- _WHAT TO WORK ON_
Retype every line of the listing below without changing a single character.
-- -- --
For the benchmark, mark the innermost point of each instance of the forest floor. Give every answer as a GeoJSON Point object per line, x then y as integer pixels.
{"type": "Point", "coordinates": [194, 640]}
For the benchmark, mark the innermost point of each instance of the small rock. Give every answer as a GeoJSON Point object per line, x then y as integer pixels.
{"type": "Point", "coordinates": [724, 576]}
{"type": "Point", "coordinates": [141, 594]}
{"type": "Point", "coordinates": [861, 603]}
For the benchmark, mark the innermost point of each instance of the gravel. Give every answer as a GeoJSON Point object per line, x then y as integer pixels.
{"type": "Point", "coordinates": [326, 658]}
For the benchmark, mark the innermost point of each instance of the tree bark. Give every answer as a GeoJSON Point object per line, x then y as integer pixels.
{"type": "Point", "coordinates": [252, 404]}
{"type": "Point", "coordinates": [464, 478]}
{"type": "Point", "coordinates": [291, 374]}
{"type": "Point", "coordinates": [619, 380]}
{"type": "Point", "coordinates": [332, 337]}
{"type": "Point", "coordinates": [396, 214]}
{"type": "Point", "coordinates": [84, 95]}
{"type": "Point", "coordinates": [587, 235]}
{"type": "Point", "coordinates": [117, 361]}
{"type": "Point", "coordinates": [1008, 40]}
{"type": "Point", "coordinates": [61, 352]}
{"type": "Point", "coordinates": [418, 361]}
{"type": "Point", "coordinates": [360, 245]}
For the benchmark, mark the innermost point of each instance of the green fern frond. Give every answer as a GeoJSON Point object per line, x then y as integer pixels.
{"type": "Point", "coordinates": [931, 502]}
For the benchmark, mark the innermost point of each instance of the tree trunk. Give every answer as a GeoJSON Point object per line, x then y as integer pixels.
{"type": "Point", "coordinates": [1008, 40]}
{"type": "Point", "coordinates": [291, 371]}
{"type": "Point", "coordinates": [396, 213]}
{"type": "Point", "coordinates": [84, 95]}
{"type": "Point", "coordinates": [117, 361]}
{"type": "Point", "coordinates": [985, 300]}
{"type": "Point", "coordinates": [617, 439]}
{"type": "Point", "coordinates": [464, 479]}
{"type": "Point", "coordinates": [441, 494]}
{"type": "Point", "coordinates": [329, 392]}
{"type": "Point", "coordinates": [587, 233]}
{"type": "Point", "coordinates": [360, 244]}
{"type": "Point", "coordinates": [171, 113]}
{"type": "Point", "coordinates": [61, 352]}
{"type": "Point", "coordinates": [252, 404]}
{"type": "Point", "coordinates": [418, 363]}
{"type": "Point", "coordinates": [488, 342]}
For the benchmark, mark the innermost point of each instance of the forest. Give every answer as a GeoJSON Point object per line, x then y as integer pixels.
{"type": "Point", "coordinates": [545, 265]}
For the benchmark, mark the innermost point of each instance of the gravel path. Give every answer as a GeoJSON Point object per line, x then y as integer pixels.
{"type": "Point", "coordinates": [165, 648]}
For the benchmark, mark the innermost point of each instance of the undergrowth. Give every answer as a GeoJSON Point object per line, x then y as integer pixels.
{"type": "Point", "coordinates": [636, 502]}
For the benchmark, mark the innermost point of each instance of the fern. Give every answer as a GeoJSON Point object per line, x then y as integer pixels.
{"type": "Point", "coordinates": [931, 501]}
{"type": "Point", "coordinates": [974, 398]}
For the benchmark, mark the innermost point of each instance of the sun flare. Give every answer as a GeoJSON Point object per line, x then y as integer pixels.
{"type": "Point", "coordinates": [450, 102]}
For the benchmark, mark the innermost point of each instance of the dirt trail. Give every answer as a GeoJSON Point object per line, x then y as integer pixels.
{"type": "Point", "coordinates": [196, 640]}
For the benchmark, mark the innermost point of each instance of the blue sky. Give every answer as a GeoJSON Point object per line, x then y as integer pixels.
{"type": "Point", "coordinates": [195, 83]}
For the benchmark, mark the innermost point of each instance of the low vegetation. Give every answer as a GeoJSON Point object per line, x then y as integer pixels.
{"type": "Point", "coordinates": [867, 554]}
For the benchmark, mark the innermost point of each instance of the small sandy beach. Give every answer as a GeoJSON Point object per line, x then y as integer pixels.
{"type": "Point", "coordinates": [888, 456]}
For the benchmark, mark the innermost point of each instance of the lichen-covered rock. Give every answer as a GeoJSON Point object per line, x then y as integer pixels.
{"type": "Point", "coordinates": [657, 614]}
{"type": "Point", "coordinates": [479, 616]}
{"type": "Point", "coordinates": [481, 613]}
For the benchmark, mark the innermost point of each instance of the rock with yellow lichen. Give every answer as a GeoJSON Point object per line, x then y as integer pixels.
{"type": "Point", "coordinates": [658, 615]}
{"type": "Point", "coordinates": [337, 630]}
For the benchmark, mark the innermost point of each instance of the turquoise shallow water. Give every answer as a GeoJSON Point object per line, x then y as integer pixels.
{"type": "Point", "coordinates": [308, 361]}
-- -- --
- _RESPONSE_
For the benchmark, mark the innermost point of each instance of the forest floor. Give every answer as a GeoJSON Point object per line, x then y as integer pixels.
{"type": "Point", "coordinates": [194, 640]}
For the benchmark, mark the innermost point of each instance of the small rock. Give every answer as a GeoJSON Point object per line, x then y as integer pixels.
{"type": "Point", "coordinates": [724, 576]}
{"type": "Point", "coordinates": [141, 594]}
{"type": "Point", "coordinates": [861, 603]}
For the benchmark, mark the innermost point of each instance of the gravel. Give every answer as a GeoJSON Point object per line, x then y as integer pixels.
{"type": "Point", "coordinates": [326, 658]}
For the benchmark, mark the innermost point of each instance of the tree bark. Give every answer as a GeoJSON Point object per line, x then y as integer pixels.
{"type": "Point", "coordinates": [252, 404]}
{"type": "Point", "coordinates": [464, 478]}
{"type": "Point", "coordinates": [291, 374]}
{"type": "Point", "coordinates": [619, 380]}
{"type": "Point", "coordinates": [332, 337]}
{"type": "Point", "coordinates": [396, 214]}
{"type": "Point", "coordinates": [84, 95]}
{"type": "Point", "coordinates": [587, 235]}
{"type": "Point", "coordinates": [117, 361]}
{"type": "Point", "coordinates": [1008, 40]}
{"type": "Point", "coordinates": [61, 352]}
{"type": "Point", "coordinates": [418, 361]}
{"type": "Point", "coordinates": [360, 245]}
For the benchmark, mark the innermost point of each instance of the green fern frond. Give every answer as a GeoJSON Point object per line, x then y as integer pixels.
{"type": "Point", "coordinates": [931, 502]}
For the benchmark, mark the innermost point of each instance of the tree trunk. Give every answer as a GeoJSON Point object per line, x then y as integer pixels.
{"type": "Point", "coordinates": [1008, 40]}
{"type": "Point", "coordinates": [291, 371]}
{"type": "Point", "coordinates": [396, 213]}
{"type": "Point", "coordinates": [84, 95]}
{"type": "Point", "coordinates": [117, 361]}
{"type": "Point", "coordinates": [985, 300]}
{"type": "Point", "coordinates": [617, 439]}
{"type": "Point", "coordinates": [464, 479]}
{"type": "Point", "coordinates": [441, 494]}
{"type": "Point", "coordinates": [329, 392]}
{"type": "Point", "coordinates": [587, 233]}
{"type": "Point", "coordinates": [360, 244]}
{"type": "Point", "coordinates": [171, 113]}
{"type": "Point", "coordinates": [61, 352]}
{"type": "Point", "coordinates": [252, 404]}
{"type": "Point", "coordinates": [418, 363]}
{"type": "Point", "coordinates": [488, 342]}
For the benchmark, mark the innermost point of each instance of the forest. Give every answer as a GeoJSON Point object per line, x then y as integer pixels.
{"type": "Point", "coordinates": [545, 265]}
For the benchmark, mark the innermost point of each instance of the gravel path. Give every answer as a GeoJSON Point object per line, x then y as integer pixels.
{"type": "Point", "coordinates": [165, 648]}
For the benchmark, mark the innermost point of each instance of the undergrowth. Give every answer as a GeoJSON Point object per line, x then y as integer pixels.
{"type": "Point", "coordinates": [636, 502]}
For the benchmark, mark the innermost point of each instance of the fern. Give every answer as a GeoJSON Point object per line, x then y as integer pixels.
{"type": "Point", "coordinates": [931, 501]}
{"type": "Point", "coordinates": [974, 398]}
For the benchmark, mark the innermost point of each instance of the sun flare. Give every answer as a GeoJSON Point object per line, x then y as integer pixels.
{"type": "Point", "coordinates": [450, 102]}
For the benchmark, mark the innermost point of each instance of the dirt trail. Give every answer as a GeoJSON Point object per line, x then y as integer pixels.
{"type": "Point", "coordinates": [196, 640]}
For the benchmark, mark the innermost point of each instance of the blue sky. Give every answer as a GeoJSON Point object per line, x then y as integer pixels.
{"type": "Point", "coordinates": [195, 83]}
For the benchmark, mark the innermost point of each instance of the low vegetation. Give every answer as a GeoJSON Point object per line, x then y as integer pixels.
{"type": "Point", "coordinates": [867, 554]}
For the benchmark, mark the innermost point of each instance of the small sandy beach. Give every answer as a GeoJSON Point object per line, x then y as integer pixels.
{"type": "Point", "coordinates": [888, 456]}
For the benchmark, mark the innermost point of each instance of the lichen-covered rock. Give every answer as a GeoJSON Point object per line, x then y as integer pixels.
{"type": "Point", "coordinates": [657, 614]}
{"type": "Point", "coordinates": [479, 616]}
{"type": "Point", "coordinates": [481, 613]}
For the benchmark, mark the innermost point of each instance of the rock with yellow lichen. Give every answer as a GeoJSON Point object per line, x then y as integer pixels.
{"type": "Point", "coordinates": [658, 615]}
{"type": "Point", "coordinates": [337, 630]}
For the benchmark, mark the innermost point of each instance of the turquoise shallow water. Give every answer as a GeoJSON Point object per line, x then y as integer pixels.
{"type": "Point", "coordinates": [308, 361]}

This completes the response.